**Exercise goal**. Write out everything from the start of the entries down to the line containing "top-left (119, 316), bottom-right (333, 387)", with both ends and the requests included. Add 104 to each coordinate in the answer boxes, and leave the sample coordinates in the requests as they are.
-------- Data --------
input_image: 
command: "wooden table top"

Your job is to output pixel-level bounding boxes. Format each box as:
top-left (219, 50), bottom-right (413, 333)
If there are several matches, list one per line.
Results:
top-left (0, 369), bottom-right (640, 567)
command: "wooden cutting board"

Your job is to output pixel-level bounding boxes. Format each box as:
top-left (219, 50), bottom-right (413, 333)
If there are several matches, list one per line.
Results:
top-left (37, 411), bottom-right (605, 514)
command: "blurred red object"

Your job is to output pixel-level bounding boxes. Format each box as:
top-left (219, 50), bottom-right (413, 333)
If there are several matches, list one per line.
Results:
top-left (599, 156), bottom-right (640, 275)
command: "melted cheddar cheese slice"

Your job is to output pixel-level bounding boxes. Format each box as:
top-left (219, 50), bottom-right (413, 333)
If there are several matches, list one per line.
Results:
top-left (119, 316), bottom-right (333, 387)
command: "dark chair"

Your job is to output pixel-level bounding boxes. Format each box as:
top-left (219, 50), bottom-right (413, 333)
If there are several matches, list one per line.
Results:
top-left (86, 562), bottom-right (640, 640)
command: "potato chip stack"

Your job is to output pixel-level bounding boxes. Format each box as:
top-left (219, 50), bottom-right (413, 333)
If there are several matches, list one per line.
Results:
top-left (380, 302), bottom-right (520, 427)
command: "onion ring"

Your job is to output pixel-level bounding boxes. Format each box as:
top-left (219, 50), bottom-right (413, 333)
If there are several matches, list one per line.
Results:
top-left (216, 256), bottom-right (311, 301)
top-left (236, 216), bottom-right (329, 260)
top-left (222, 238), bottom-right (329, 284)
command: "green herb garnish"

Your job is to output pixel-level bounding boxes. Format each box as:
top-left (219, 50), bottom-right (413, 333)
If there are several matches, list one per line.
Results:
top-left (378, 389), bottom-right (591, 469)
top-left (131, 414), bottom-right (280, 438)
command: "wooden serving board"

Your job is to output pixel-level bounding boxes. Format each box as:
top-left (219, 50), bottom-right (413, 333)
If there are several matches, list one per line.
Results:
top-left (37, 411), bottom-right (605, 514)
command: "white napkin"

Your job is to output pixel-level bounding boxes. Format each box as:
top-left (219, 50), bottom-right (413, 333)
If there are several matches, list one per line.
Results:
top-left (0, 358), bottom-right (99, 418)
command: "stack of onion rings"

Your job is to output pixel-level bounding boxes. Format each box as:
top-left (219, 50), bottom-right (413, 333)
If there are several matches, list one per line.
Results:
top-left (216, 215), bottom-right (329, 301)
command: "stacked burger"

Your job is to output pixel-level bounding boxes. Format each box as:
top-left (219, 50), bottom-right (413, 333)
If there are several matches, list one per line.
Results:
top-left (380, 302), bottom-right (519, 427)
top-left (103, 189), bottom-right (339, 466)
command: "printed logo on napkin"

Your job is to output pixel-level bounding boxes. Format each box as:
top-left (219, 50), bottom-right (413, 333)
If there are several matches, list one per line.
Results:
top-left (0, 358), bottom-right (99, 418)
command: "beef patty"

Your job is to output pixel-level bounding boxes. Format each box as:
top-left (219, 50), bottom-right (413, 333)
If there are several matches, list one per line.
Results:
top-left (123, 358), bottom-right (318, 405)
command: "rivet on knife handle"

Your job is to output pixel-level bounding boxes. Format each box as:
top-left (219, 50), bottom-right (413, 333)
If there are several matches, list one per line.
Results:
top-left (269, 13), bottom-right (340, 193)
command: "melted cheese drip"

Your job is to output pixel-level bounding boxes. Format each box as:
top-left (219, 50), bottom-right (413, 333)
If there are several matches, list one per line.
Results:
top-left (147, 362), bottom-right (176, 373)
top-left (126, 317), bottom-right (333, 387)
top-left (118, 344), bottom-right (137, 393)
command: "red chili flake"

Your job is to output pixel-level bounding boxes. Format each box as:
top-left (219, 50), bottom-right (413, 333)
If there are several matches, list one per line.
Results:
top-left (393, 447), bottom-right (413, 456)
--------
**Solution**.
input_image: 
command: "wooden table top"

Your job is to output pixel-level bounding boxes. Format each box as:
top-left (219, 50), bottom-right (413, 333)
If there are several matches, list one per line.
Results:
top-left (104, 473), bottom-right (744, 671)
command: "wooden cutting board"

Your job is to output pixel-level bounding boxes. Format each box as:
top-left (219, 50), bottom-right (413, 333)
If there are several matches, list one per line.
Results:
top-left (141, 515), bottom-right (709, 618)
command: "blurred red object"

Your job is to output pixel-level bounding boxes. Format each box as:
top-left (219, 50), bottom-right (413, 333)
If there are several matches, list one per line.
Results:
top-left (703, 260), bottom-right (744, 379)
command: "melted cheddar cheese slice"

Your job is to output pixel-level bounding boxes. Format each box as:
top-left (219, 50), bottom-right (413, 333)
If there are several matches, list one per line.
Results:
top-left (223, 420), bottom-right (437, 491)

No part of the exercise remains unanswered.